**THE PROBLEM**
Set down the entries exactly. No line may differ from its source.

[RECORDS SUPPLIED — start]

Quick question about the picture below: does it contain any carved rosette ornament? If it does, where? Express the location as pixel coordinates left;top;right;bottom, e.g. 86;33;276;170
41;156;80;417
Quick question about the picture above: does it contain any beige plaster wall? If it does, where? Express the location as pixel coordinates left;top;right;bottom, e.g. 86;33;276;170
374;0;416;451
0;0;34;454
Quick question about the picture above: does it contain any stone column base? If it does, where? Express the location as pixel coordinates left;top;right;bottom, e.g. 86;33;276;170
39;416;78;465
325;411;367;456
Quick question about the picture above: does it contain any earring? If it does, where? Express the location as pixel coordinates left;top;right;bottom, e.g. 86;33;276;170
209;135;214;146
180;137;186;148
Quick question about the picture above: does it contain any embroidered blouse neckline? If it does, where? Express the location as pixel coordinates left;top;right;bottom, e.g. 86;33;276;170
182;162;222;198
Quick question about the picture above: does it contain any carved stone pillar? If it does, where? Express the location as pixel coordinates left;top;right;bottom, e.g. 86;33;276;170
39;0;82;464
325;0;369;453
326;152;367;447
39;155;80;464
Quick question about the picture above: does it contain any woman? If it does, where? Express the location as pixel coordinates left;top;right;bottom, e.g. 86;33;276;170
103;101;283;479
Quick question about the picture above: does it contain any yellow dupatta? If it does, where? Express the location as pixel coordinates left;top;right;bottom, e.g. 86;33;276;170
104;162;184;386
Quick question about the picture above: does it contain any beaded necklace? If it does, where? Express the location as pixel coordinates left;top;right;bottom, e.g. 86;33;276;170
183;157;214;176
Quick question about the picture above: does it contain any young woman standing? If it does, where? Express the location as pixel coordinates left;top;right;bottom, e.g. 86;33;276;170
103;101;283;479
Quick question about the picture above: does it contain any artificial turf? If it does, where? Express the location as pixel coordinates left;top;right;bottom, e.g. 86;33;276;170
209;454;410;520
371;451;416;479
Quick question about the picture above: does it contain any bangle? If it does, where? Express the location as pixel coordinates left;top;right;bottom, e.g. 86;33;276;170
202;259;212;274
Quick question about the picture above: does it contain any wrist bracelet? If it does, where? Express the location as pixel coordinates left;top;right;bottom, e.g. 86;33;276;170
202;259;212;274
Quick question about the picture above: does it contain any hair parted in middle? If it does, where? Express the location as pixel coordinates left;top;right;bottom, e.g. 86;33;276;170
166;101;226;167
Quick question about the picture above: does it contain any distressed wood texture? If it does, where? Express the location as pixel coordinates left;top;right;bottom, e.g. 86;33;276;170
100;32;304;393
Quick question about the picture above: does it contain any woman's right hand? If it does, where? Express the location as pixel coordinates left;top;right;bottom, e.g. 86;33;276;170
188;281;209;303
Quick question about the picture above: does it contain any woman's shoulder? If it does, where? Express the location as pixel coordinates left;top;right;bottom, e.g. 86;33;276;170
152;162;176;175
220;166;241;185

[RECORDS SUPPLIED — finish]

**ANSWER BOX**
Quick question about the picture below: does it contain any carved rosette ornament? If it does, where? Express the location as pixel coordinates left;top;right;bottom, e.g. 86;33;276;170
41;156;80;417
Quick question about the picture above: does it contain any beige plaster wall? If it does, where? Express the location as pixel coordinates left;top;right;bottom, e.g. 86;33;276;170
374;0;416;451
0;0;34;454
Quick question about the picture above: does it contain any stone column base? If it does, where? Express the location as pixel coordinates left;top;right;bottom, e.g. 86;33;276;170
39;416;78;465
325;411;367;456
Quick question about the picture above: does it contain any earring? If it does, where? Express the location as pixel coordinates left;top;right;bottom, e.g. 86;33;276;170
209;135;214;146
180;137;186;148
Quick question about the picture above: does it contain any embroidered blouse neckline? If it does, where? Express the location as pixel coordinates left;top;right;bottom, e.g. 86;33;276;170
182;162;222;198
Quick question about the picture above: does it contain any carved stone pillar? If it does, where? Express the location as pixel coordinates left;top;right;bottom, e.g. 86;33;276;170
39;0;82;464
325;0;369;453
326;152;367;447
39;155;80;464
Quick question about the picture above: does it contain any woman? If it does, where? Express the location as pixel coordinates left;top;right;bottom, e.g. 86;33;276;170
103;101;283;479
Quick question about the picture above: does it contain any yellow dupatta? If it does, where? Express the location as pixel coordinates left;top;right;bottom, e.g. 86;33;276;170
104;162;184;386
Quick question about the picture above: does it contain any beaded necklace? If it does, where? Express the location as pixel coordinates left;top;right;bottom, e.g. 86;33;276;170
183;157;214;176
Quick question about the picture above: does it contain any young woman standing? If it does, where? Express the location as pixel coordinates left;top;right;bottom, e.g. 86;33;276;170
103;101;283;479
Quick question about the picture above: does it contain any artificial turf? If it does, where? Express the location as pixel coordinates left;top;right;bottom, e.g. 86;33;276;170
209;454;410;520
371;451;416;479
Quick question about the picture above: does it contain any bangle? If it does, where? Express the location as pixel coordinates left;top;right;bottom, e.g. 86;33;276;170
202;259;212;274
Quick question about the picture above: does it contain any wrist bracelet? If it does, where? Express the location as pixel coordinates left;top;right;bottom, e.g. 86;33;276;170
202;259;212;274
Quick question about the picture above: does it contain any hair parted in middle? If it does, where? Express the location as pixel coordinates left;top;right;bottom, e.g. 86;33;276;170
166;101;226;167
Quick question about the picture above: does it contain any distressed wood texture? If it does, where? Express the location as pixel coordinates left;top;right;bottom, e.g. 86;33;276;170
100;32;304;393
Quick question about the picture above: does it contain any woman's right hand? If it does, where? Express the location as pixel coordinates left;top;right;bottom, e.g. 86;33;276;170
188;281;209;303
Quick question about the picture above: does it contain any woman's shoulder? If it does, where? Express the location as pixel coordinates left;top;right;bottom, e.g. 86;33;276;170
152;162;176;175
220;166;241;185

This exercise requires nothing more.